The goal is to perform object detection on the handwritten notes and then process those sections to summarize them into a PDF.

Technical contributions

1. Baseline

We established a baseline for our project by conducting object detection with YOLOv7-tiny, trained for 100 epochs with a batch size of 8. The Structural Similarity Index (SSIM) from SciKit was employed to assess the quality of the images. Background removal from the handwritten notes was implemented using a nested for loop.

2. Skill/Knowledge

2.1 Dataset

Frames containing handwritten notes were extracted from certain lecture videos and club seminars. The handwritten sections were then bounded to create a custom dataset, which was developed using Roboflow.

2.2 Model

Transfer learning was conducted using the pre-trained weight file of YOLOv7-tiny on the custom dataset. To achieve results comparable to those obtained with YOLOv7, adjustments were made to the epoch and batch size parameters. It was determined that an epoch of 400 and a batch size of 32 were optimal settings.

## WHAT YOU NEED TO DO
Could you return, word for word, the part of the handwritten-notes detection text that opens with the words containing "Technical contributions" and closes with "developed using Roboflow."?

## RECORDS SUPPLIED
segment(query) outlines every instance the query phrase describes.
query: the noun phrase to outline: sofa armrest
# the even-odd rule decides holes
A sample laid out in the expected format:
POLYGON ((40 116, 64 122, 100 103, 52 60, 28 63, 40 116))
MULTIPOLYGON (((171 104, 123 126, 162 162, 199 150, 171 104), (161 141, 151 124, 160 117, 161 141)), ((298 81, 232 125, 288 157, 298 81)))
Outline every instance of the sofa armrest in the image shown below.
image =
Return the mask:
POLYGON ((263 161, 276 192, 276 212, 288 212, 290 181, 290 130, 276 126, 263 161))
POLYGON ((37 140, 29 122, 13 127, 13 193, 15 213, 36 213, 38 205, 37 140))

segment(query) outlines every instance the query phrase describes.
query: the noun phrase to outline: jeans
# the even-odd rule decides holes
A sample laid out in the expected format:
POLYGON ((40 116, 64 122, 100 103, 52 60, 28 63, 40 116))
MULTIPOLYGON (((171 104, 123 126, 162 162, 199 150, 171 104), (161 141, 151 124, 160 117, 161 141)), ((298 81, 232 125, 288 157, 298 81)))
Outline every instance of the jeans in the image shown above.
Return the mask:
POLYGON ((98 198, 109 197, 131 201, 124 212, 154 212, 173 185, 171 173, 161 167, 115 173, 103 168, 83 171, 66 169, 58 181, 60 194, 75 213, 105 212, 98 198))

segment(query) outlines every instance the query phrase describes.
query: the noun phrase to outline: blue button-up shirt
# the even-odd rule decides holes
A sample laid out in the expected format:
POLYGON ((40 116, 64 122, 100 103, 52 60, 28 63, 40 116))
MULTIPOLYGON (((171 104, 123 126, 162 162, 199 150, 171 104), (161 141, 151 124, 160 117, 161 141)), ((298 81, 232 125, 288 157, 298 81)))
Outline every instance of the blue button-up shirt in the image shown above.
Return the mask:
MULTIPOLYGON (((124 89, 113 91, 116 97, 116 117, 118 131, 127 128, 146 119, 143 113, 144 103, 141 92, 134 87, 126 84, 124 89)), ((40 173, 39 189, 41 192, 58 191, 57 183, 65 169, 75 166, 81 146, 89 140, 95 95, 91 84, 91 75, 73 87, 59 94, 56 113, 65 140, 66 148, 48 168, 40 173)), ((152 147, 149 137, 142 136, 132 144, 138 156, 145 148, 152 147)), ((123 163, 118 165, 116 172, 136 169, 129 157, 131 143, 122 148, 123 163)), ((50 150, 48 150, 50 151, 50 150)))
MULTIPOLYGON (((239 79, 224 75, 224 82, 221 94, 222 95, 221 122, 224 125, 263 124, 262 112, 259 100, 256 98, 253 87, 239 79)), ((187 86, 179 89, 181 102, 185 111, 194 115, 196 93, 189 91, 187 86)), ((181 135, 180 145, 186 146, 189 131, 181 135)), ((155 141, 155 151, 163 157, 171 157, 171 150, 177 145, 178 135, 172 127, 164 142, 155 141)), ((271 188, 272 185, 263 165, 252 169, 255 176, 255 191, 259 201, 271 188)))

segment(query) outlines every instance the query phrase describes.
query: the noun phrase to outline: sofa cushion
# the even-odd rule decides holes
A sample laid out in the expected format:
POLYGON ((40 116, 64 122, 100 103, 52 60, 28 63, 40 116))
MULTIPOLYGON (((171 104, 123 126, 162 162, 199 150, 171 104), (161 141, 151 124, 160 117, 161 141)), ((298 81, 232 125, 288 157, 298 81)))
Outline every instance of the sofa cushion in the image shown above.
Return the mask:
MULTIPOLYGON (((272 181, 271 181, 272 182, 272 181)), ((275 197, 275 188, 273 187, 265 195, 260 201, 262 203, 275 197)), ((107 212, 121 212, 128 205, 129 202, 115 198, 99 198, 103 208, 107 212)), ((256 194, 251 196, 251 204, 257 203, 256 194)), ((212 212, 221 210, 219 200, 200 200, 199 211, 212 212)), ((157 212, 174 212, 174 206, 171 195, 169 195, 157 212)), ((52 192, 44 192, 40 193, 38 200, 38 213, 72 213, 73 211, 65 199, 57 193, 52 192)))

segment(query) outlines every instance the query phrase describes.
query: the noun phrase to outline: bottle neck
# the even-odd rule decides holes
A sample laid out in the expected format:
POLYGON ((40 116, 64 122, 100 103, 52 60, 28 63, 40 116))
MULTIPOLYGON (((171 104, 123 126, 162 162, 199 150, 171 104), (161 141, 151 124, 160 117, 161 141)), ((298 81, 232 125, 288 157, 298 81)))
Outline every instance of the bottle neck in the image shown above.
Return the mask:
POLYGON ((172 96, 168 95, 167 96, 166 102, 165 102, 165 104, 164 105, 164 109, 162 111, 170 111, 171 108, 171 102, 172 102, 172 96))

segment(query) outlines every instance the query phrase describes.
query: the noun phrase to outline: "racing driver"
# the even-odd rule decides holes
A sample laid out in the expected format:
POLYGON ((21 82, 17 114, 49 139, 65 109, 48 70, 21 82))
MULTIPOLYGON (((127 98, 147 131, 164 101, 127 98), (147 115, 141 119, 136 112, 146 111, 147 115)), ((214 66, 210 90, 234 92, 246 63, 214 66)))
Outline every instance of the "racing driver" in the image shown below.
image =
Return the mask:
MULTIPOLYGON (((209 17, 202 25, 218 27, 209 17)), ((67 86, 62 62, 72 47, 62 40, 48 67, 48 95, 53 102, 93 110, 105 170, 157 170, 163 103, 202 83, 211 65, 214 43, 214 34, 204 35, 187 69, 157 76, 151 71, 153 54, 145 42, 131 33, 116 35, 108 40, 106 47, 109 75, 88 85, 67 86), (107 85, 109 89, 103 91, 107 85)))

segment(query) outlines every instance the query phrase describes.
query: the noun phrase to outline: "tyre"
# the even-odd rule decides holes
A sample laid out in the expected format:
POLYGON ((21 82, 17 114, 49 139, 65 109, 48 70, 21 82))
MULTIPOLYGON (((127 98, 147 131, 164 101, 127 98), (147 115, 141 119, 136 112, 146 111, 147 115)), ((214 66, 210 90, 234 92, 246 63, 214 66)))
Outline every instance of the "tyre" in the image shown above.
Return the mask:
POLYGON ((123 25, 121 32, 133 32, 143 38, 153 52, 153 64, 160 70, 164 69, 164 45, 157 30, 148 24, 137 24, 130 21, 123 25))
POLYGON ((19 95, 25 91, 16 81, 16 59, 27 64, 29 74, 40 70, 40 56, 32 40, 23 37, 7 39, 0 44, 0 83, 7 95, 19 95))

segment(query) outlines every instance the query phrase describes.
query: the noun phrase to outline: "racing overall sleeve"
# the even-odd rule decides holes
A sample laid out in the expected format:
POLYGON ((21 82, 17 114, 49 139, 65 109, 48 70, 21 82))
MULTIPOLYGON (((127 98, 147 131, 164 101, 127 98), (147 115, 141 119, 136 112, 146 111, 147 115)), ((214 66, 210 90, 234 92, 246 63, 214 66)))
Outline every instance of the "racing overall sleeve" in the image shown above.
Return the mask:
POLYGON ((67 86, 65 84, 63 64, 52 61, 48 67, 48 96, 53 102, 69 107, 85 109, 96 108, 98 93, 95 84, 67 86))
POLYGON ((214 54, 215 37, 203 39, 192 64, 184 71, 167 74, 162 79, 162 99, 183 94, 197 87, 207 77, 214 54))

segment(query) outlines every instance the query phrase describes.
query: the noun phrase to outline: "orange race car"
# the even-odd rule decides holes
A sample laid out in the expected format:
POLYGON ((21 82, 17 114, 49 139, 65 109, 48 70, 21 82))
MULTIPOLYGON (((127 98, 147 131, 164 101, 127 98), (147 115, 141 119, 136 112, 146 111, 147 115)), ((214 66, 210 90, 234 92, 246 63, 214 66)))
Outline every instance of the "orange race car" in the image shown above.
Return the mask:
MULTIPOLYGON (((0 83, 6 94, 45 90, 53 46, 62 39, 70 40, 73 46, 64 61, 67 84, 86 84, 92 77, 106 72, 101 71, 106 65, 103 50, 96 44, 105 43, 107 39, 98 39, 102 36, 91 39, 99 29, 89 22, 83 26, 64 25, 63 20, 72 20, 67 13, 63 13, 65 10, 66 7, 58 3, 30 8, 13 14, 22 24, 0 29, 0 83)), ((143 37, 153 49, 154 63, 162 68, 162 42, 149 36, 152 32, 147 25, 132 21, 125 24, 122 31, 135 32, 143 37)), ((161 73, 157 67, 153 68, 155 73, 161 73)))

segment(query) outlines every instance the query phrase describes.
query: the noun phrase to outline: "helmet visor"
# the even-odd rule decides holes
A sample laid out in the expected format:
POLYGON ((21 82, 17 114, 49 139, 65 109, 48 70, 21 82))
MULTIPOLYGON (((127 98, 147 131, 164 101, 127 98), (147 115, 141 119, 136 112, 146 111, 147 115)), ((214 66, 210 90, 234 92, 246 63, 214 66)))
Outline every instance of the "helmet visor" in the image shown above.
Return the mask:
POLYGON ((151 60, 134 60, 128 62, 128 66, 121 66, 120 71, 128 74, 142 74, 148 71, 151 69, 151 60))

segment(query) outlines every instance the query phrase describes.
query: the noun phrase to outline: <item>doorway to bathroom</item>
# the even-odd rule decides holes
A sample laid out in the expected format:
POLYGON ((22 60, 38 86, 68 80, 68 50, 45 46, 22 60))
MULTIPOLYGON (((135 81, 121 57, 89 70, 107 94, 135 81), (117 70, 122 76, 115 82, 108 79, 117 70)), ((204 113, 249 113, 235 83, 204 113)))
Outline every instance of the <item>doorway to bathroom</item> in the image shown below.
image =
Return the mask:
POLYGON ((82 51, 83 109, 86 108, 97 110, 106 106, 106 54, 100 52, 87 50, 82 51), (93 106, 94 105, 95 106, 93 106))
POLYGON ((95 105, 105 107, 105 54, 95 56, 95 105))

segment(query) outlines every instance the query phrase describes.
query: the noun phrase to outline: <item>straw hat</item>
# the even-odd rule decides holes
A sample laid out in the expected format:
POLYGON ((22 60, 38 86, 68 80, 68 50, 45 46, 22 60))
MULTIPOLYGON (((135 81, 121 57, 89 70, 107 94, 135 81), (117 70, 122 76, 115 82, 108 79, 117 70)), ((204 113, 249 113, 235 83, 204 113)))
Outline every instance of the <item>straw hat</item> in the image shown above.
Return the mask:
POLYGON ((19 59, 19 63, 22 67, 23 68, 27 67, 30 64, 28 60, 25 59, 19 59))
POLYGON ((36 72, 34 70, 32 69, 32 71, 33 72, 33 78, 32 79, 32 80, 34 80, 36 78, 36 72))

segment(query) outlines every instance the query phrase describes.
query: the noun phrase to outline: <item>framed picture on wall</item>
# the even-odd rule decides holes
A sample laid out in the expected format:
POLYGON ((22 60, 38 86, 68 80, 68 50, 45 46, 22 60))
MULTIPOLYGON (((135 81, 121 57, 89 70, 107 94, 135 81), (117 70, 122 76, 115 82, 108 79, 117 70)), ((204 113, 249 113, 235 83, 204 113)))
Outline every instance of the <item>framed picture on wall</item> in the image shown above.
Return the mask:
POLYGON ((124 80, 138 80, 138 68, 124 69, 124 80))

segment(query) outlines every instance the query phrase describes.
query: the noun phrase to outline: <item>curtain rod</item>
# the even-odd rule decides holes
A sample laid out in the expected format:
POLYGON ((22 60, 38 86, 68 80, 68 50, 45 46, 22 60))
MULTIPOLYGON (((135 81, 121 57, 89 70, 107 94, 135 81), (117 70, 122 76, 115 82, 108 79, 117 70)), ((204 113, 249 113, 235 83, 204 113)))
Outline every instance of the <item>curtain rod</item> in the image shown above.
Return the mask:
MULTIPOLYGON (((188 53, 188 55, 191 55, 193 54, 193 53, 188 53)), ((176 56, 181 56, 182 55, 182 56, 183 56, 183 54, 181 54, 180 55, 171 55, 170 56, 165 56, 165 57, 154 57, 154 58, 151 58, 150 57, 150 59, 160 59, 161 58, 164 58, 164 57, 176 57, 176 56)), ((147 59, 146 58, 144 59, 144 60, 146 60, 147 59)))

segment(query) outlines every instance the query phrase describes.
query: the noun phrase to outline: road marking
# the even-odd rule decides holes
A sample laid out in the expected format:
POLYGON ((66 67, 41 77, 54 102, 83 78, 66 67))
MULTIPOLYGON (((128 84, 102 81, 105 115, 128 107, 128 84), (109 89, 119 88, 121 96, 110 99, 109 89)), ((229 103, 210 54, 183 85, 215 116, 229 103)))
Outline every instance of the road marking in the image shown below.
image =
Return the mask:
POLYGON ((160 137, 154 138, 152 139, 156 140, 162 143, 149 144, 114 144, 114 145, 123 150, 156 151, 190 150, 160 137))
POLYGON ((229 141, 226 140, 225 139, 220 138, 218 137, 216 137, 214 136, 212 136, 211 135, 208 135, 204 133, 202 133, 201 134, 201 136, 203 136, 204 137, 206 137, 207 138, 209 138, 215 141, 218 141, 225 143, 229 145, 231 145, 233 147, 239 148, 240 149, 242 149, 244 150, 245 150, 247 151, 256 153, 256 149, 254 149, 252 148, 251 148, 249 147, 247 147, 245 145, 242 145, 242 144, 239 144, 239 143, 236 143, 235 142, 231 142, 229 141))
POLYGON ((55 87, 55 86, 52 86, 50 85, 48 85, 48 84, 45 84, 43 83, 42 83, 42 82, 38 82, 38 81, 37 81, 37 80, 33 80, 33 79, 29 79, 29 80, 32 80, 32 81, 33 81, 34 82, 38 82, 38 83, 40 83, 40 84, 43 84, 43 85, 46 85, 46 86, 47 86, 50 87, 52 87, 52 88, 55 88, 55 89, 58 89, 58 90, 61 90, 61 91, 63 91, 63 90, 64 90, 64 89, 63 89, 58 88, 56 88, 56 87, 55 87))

## RESPONSE FOR THIS EXERCISE
Technical contributions

1. Baseline

We established a baseline for our project by conducting object detection with YOLOv7-tiny, trained for 100 epochs with a batch size of 8. The Structural Similarity Index (SSIM) from SciKit was employed to assess the quality of the images. Background removal from the handwritten notes was implemented using a nested for loop.

2. Skill/Knowledge

2.1 Dataset

Frames containing handwritten notes were extracted from certain lecture videos and club seminars. The handwritten sections were then bounded to create a custom dataset, which was developed using Roboflow.